DOCUMENT EXCERPT START

Friday, November 11, 2022

Armistice

On this day in 1918 the most appalling war to date ended in mutual exhaustion.  It seems like a good day to endure the unendurable, as the Japanese emperor said after an even more appalling war.  I hereby lay down my arms.  I will no longer correct, and will try not to wince at, people who say "nucular."  I have decided to accept it as a regionalism, as when people say "ax" for "ask."  (Southern US and northern England, in my limited experience.)  It's over.  Finished.

I will fight to my last breath, however, against "coronate."  It's not a word and it never was and we're going to be assailed with in the runup to King Charles's coronation.  The verb is "crown."  The act of crowning is "coronation."   The former derives from Anglo-Saxon (kroun), the latter from Latin via Anglo-Norman French (coruner).  The English language just is like that.  (The famous example is "sheep" and "mutton."  One you have to guard in a rain-soaked field because Harold lost at Hastings, the other is served to you on a platter because you're a big-deal Norman.)  Anybody who says "coronate" is getting this air horn right up his nose.  

So I was looking on Amazon for the plays of Arthur Schnitzler (see how I'm adjusting to people who start every sentence with "so"?) and the "Products related to this item" offered me Learn Welsh For Intermediates.  I know "bore da" is good day and "pliss" is police and "dim ysmygu" means no smoking, but I may not be ready for intermediate.

DOCUMENT EXCERPT END
ENTRIES SHOWN START

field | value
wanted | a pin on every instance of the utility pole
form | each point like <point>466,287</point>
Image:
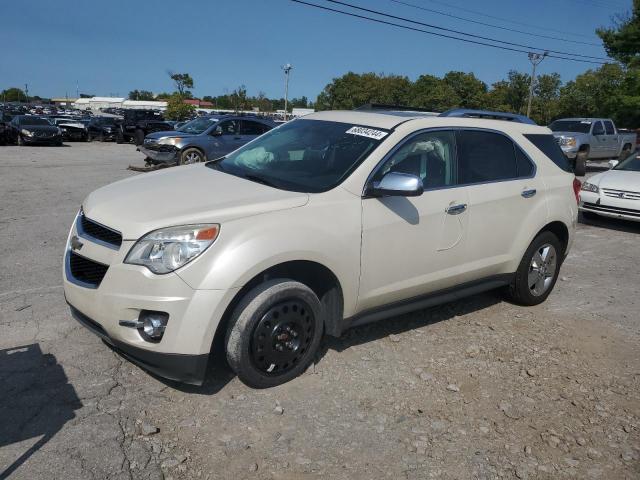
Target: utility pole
<point>287,68</point>
<point>535,59</point>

ENTRIES SHOWN END

### EXERCISE PROMPT
State whether each statement agrees with the text headed "Armistice." Answer yes or no, and quote the deciding words. (a) The writer will keep correcting people who say "nucular." (b) The text traces "crown" to Anglo-Saxon. (c) The writer feels ready for intermediate Welsh. Rely on the text alone, not the records.

### THE COMPLETED TASK
(a) No: "I will no longer correct, and will try not to wince at, people who say "nucular.""
(b) Yes: "The former derives from Anglo-Saxon (kroun)"
(c) No: "I may not be ready for intermediate."